### Extract to read
At least Goebbels has the good taste to be dead. Shall we discuss the many high-wage jobs being generated by the subsidies granted to Summit Springs?
No? I thought as mush – make that “much,” but not “munch,” at least at a Taco Bell … ever. Local, my ass.
---
Near the end of the Irish ballad Carrickfergus, the singer comes to an epiphany: “But I'll sing no more now til I get a drink.”
That's what I'm saying, and I’ll write just a bit more before shuffling off to the liquor cabinet. At Governing, there’s a cautionary tale about the convergence of excessive economic development subsidies and worsening inequality.
Early this year, construction began on a $130 million luxury high-rise apartment building in St. Louis’ burgeoning Central West End neighborhood. The development will dramatically alter the area’s skyline, but the city won’t be reaping much tax revenue from it anytime soon. Local officials approved a 95 percent property tax abatement that will be in place for a decade, as well as an exemption from sales taxes on the construction costs of the project.
######
### Dataset rows
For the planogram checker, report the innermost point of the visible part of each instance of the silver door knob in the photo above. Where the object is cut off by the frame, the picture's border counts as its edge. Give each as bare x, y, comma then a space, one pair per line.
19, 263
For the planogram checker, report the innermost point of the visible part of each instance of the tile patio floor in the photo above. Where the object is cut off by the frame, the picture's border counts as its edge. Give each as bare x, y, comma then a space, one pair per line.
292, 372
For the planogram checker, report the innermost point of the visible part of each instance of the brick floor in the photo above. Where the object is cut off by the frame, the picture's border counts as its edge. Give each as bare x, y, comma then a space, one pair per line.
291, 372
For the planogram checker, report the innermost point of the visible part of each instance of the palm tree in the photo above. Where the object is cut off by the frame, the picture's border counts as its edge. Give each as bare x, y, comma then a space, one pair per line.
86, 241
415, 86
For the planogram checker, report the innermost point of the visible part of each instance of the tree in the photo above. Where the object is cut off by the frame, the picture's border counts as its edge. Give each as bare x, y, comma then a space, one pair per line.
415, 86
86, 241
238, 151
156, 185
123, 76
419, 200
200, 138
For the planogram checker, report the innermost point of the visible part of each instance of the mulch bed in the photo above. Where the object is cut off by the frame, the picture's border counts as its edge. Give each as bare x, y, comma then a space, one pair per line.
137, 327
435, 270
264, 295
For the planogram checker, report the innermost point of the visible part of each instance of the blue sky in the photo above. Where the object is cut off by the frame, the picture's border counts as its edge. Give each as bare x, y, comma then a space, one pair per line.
######
* Exercise details
In the passage on subsidies, take the part that opens with the words containing "That's what I'm" and closes with "and worsening inequality.", and write it out with "liquor cabinet" swapped for "wine rack". Rely solely on the passage on subsidies.

* Answer for the task
That's what I'm saying, and I’ll write just a bit more before shuffling off to the wine rack. At Governing, there’s a cautionary tale about the convergence of excessive economic development subsidies and worsening inequality.